Auf den mittelalterliche Menschen machte der epileptische Anfall einen besonders grauenerregenden Eindruck, die Ursache wurde – dem Kirchen- und Volksglauben entsprechend – in einem überfallartigen Ergriffenwerden durch einen bösen Geist gesucht. Bildhafte Umschreibungen belegen dies: “die stürzende Seuch”, “der schlagende Jammer”, “die fallenden Siechtage”, “die heilige Krankheit” oder “die schwere Not”.

Seitens der Kirche suchte man Epileptikern durch Exorzismus zu helfen, also durch den Versuch, den eingefahrenen Dämon durch Gebete und religiöse Rituale auszutreiben.

Verständnisfragen:
**1)** Beantworten Sie anhand des Quelltexts:
(a) Worin suchte man die Ursache des epileptischen Anfalls?
(b) Welche bildhaften Umschreibungen der Krankheit werden genannt?
(c) Womit versuchte die Kirche, den Dämon auszutreiben?
**2)** Übertragen Sie den Abschnitt des Quelltexts zwischen „Auf den mittelalterliche“ und „religiöse Rituale auszutreiben.“, beide eingeschlossen, wortgetreu.

Erfasste Daten:
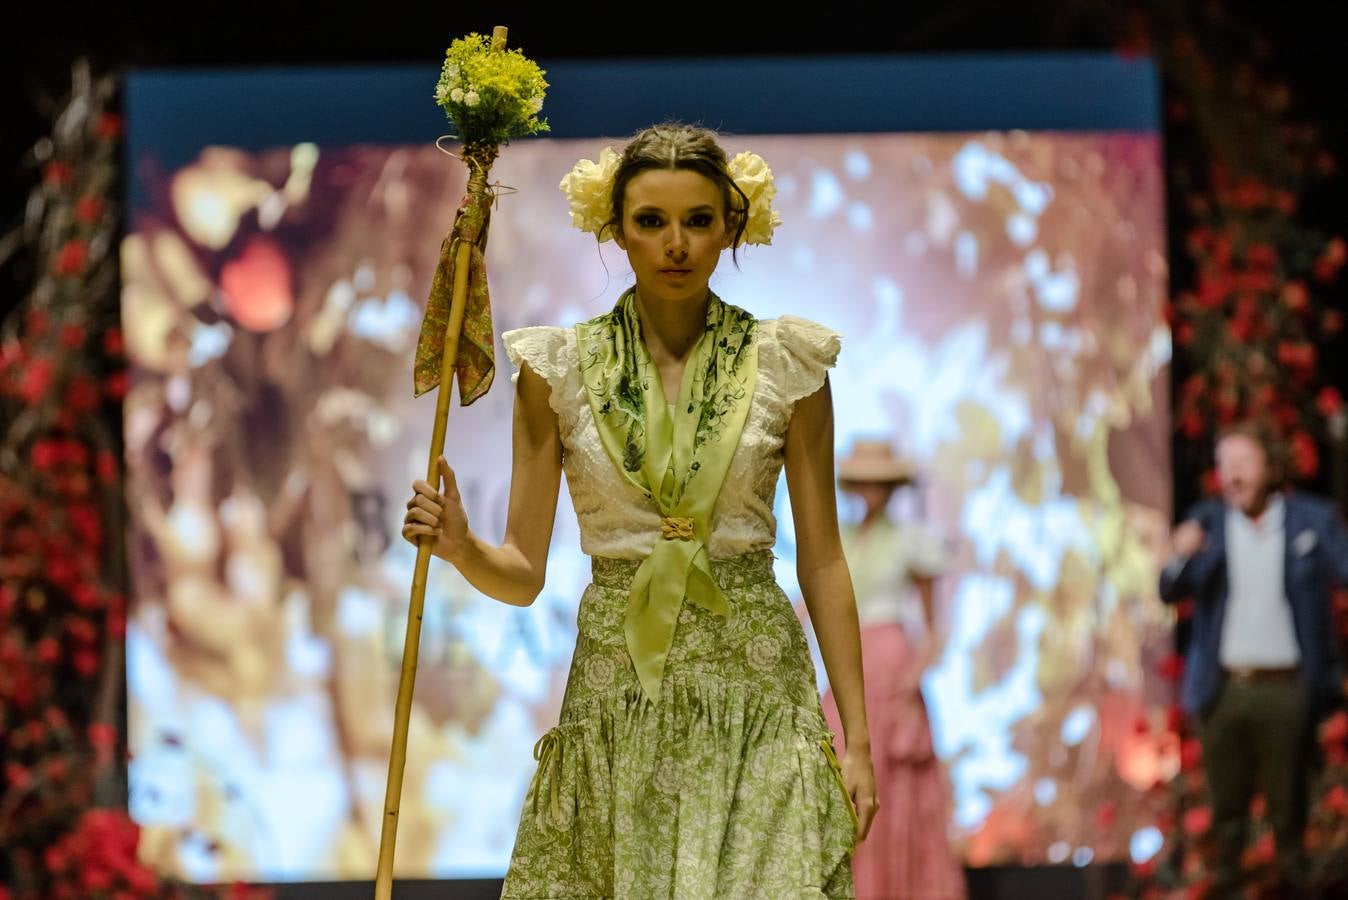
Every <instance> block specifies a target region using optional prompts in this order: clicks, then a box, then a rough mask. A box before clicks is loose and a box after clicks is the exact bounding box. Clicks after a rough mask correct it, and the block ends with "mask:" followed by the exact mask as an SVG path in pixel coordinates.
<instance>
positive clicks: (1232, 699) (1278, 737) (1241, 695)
mask: <svg viewBox="0 0 1348 900" xmlns="http://www.w3.org/2000/svg"><path fill="white" fill-rule="evenodd" d="M1198 737H1200V740H1201V742H1202V761H1204V768H1205V769H1206V772H1208V787H1209V790H1211V792H1212V834H1213V838H1215V843H1216V851H1217V860H1216V862H1217V869H1216V872H1215V876H1216V877H1215V884H1213V891H1212V893H1211V895H1209V896H1211V897H1213V899H1216V897H1224V896H1228V895H1229V896H1239V885H1240V884H1242V877H1240V856H1242V853H1243V851H1244V847H1246V839H1247V829H1248V816H1250V800H1251V798H1252V796H1254V792H1255V788H1256V785H1258V787H1259V788H1262V790H1263V794H1264V802H1266V810H1267V816H1268V822H1270V825H1271V826H1273V833H1274V841H1275V842H1277V849H1278V857H1277V862H1278V869H1279V874H1281V877H1282V878H1283V881H1285V882H1290V884H1289V887H1291V885H1301V884H1304V882H1305V870H1306V866H1305V860H1304V856H1302V835H1304V831H1305V826H1306V807H1308V803H1309V795H1308V792H1309V784H1308V768H1309V765H1310V761H1312V748H1313V745H1312V740H1310V737H1312V728H1310V715H1309V710H1308V703H1306V693H1305V687H1304V686H1302V683H1301V679H1299V678H1297V676H1295V675H1291V676H1281V678H1279V676H1263V678H1260V676H1256V678H1250V679H1246V678H1237V676H1228V678H1227V682H1225V684H1224V687H1223V688H1221V695H1220V697H1219V698H1217V703H1216V706H1213V707H1212V710H1211V711H1209V713H1208V714H1206V715H1205V717H1202V721H1201V722H1200V730H1198Z"/></svg>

Lösungen:
**1)**
(a) In einem überfallartigen Ergriffenwerden durch einen bösen Geist.
(b) „die stürzende Seuch“, „der schlagende Jammer“, „die fallenden Siechtage“, „die heilige Krankheit“ und „die schwere Not“.
(c) Mit Gebeten und religiösen Ritualen.

**2)**
Auf den mittelalterliche Menschen machte der epileptische Anfall einen besonders grauenerregenden Eindruck, die Ursache wurde – dem Kirchen- und Volksglauben entsprechend – in einem überfallartigen Ergriffenwerden durch einen bösen Geist gesucht. Bildhafte Umschreibungen belegen dies: “die stürzende Seuch”, “der schlagende Jammer”, “die fallenden Siechtage”, “die heilige Krankheit” oder “die schwere Not”.

Seitens der Kirche suchte man Epileptikern durch Exorzismus zu helfen, also durch den Versuch, den eingefahrenen Dämon durch Gebete und religiöse Rituale auszutreiben.